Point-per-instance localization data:
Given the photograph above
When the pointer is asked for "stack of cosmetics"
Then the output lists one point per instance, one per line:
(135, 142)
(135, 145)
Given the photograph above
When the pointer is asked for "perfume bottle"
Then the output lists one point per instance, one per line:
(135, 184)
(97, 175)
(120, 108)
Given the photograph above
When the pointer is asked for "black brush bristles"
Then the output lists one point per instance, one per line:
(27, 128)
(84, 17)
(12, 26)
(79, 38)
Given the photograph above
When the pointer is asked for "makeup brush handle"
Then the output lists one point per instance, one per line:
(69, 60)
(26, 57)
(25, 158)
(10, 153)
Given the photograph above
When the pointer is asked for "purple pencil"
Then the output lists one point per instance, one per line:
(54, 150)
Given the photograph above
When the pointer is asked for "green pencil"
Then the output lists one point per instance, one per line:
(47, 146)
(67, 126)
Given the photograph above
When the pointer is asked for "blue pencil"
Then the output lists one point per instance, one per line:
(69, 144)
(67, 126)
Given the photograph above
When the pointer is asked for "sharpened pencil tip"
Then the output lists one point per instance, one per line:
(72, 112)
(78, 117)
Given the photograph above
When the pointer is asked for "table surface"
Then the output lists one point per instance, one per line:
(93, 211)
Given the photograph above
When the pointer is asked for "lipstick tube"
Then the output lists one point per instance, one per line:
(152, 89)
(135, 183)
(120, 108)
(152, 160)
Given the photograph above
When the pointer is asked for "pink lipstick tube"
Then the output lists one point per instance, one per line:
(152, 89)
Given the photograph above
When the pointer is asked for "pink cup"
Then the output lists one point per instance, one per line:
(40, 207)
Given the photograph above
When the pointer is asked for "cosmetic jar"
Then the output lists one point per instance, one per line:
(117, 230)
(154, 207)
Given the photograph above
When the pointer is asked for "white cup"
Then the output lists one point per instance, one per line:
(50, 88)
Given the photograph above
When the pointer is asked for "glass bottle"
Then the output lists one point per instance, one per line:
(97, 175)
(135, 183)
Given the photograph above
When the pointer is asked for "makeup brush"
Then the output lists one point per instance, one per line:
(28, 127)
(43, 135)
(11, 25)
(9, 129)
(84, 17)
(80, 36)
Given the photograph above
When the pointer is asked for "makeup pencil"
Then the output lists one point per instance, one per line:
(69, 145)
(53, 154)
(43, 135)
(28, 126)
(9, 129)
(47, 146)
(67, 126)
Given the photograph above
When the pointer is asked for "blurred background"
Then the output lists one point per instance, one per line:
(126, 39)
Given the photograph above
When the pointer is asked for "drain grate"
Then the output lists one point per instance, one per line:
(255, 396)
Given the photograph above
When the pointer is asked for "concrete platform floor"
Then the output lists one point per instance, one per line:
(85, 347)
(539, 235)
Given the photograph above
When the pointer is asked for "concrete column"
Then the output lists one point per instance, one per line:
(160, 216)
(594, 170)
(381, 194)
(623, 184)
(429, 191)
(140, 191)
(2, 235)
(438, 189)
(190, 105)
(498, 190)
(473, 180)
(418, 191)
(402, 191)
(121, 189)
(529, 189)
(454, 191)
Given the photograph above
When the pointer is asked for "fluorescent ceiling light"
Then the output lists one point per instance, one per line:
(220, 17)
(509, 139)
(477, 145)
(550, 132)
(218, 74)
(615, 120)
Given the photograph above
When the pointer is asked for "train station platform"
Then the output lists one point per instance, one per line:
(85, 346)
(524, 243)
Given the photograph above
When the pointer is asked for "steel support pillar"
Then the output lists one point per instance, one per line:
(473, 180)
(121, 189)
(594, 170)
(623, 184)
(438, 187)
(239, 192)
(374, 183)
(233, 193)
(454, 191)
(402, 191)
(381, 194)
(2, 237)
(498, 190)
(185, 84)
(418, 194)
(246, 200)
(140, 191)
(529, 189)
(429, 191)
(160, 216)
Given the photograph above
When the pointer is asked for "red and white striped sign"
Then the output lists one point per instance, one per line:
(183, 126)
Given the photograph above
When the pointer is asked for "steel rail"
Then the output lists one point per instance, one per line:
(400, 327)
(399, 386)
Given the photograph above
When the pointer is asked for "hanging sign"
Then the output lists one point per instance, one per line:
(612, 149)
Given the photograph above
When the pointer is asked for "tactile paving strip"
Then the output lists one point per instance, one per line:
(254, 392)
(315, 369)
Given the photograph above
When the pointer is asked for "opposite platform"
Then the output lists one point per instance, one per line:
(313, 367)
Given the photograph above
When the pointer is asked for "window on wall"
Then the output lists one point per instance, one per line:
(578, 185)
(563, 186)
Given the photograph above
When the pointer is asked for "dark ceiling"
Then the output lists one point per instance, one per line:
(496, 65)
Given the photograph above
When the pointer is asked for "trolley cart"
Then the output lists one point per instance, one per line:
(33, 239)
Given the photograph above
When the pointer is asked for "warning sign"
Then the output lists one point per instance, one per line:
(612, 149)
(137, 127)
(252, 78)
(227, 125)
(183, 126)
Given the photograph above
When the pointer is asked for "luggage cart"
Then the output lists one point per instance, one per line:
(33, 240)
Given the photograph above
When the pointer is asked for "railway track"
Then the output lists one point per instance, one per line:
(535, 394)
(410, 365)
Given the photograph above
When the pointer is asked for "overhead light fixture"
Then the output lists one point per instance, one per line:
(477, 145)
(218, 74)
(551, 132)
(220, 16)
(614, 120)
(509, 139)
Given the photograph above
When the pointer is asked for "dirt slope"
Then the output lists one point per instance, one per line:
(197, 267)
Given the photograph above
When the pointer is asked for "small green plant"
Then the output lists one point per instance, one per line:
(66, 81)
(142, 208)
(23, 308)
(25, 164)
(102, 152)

* * *

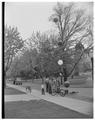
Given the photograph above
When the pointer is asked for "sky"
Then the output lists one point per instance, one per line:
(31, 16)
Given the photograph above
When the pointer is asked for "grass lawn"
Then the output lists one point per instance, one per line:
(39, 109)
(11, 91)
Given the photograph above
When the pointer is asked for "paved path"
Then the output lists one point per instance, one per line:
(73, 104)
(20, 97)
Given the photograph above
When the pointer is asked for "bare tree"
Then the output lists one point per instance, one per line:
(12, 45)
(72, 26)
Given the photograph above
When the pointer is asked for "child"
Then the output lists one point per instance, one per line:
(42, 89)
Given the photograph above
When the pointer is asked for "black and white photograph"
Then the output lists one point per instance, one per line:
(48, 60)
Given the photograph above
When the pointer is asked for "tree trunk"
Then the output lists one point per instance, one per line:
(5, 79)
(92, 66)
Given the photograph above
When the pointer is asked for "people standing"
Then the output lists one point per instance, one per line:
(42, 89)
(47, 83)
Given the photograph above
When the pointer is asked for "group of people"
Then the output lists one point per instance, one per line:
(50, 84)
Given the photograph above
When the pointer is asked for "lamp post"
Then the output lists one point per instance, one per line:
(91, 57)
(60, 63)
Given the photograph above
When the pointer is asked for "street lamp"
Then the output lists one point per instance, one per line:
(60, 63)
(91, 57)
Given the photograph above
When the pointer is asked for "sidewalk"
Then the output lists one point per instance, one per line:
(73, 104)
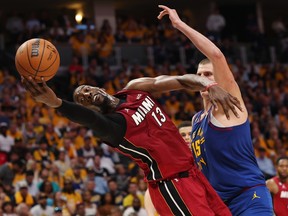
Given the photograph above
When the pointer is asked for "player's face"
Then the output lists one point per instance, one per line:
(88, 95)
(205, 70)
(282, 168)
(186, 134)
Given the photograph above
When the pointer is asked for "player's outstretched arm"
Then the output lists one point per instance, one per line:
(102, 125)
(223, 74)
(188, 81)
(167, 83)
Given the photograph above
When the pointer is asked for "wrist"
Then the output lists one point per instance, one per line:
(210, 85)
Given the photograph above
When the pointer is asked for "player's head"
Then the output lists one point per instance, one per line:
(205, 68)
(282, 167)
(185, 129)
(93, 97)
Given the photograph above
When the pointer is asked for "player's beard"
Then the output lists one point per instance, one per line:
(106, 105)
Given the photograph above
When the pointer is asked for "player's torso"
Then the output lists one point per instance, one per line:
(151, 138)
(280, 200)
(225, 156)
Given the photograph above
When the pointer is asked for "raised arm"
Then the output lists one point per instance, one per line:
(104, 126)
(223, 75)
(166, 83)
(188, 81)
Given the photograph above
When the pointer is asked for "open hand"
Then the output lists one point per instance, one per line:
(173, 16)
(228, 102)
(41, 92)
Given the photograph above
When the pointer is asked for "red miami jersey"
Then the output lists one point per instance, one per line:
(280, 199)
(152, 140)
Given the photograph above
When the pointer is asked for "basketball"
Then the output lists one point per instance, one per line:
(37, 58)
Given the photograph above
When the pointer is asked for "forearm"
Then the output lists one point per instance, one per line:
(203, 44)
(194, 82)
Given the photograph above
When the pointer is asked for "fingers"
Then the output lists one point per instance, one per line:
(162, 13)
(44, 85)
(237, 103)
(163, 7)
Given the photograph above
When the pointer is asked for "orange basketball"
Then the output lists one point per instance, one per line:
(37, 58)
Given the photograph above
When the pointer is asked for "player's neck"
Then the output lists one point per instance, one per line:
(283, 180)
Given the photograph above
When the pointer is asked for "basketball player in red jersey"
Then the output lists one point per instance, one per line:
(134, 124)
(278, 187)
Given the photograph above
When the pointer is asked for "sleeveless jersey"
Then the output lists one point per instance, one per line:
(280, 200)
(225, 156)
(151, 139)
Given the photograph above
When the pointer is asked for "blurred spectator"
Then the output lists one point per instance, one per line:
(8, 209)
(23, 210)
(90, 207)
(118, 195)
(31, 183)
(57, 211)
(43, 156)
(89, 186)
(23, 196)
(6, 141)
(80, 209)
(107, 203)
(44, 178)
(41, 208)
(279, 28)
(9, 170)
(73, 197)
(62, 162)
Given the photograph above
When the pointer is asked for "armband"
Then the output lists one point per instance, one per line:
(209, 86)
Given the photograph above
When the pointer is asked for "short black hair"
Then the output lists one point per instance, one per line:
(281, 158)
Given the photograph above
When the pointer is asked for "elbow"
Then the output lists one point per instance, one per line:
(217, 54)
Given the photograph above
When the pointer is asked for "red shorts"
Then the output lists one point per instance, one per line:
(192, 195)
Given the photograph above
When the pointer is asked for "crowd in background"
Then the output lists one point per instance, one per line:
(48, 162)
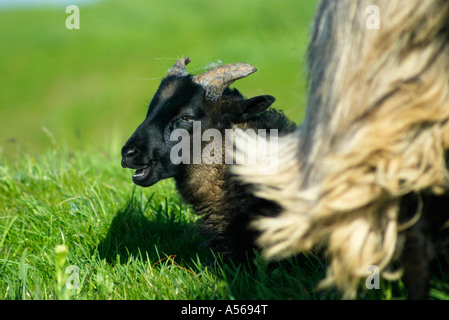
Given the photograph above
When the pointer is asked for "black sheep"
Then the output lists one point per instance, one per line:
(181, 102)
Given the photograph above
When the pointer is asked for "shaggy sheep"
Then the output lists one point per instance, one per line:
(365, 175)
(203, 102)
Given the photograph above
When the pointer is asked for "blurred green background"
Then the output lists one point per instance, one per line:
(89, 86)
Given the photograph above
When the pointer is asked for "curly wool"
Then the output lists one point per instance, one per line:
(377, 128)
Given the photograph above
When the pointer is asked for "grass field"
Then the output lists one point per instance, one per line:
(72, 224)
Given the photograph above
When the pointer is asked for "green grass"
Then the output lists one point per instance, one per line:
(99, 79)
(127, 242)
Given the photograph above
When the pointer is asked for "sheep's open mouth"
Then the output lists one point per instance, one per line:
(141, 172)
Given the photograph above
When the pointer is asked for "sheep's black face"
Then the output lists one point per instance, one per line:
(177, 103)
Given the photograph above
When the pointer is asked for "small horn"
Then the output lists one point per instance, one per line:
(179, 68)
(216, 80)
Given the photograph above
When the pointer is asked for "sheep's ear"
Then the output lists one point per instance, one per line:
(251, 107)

---

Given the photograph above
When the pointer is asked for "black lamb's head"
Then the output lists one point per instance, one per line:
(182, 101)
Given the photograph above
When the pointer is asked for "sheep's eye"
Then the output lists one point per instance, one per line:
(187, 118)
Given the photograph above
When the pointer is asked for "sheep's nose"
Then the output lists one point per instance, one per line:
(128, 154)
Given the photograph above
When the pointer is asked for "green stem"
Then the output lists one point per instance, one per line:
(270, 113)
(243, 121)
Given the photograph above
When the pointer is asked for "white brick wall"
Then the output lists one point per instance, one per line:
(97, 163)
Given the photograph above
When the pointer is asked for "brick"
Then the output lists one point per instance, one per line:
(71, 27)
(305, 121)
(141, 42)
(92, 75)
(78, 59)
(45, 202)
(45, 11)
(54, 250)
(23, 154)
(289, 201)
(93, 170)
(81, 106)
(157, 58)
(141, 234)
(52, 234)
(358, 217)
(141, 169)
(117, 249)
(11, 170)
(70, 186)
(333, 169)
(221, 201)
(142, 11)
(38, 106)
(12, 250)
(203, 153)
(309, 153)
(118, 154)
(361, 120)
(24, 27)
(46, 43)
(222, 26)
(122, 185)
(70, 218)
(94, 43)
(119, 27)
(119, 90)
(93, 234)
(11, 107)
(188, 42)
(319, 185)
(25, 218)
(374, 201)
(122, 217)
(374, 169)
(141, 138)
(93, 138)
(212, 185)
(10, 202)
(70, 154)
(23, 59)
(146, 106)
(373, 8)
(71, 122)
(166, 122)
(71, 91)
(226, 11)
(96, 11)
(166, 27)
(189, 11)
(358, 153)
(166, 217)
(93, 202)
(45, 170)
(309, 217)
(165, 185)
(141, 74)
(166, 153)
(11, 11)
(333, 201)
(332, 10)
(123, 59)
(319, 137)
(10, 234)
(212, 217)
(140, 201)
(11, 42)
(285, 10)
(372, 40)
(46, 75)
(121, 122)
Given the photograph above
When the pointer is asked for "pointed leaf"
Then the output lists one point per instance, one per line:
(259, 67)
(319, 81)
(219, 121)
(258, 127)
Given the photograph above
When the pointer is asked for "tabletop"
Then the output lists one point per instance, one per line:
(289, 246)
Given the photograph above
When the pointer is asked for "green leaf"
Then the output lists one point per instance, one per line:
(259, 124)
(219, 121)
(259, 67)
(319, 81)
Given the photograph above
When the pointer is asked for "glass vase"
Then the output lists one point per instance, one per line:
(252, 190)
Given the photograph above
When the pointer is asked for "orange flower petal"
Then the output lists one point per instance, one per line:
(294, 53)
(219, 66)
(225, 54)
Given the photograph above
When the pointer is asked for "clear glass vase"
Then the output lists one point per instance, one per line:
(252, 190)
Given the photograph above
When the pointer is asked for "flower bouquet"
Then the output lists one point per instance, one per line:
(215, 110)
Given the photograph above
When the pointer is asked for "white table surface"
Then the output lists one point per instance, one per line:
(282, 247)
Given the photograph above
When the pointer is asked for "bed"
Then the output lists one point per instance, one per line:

DIRECTIONS FOR THIS TASK -> Provide the number of lines in these entries that hold the word "bottle", without any accompanying text.

RESPONSE AREA -> 2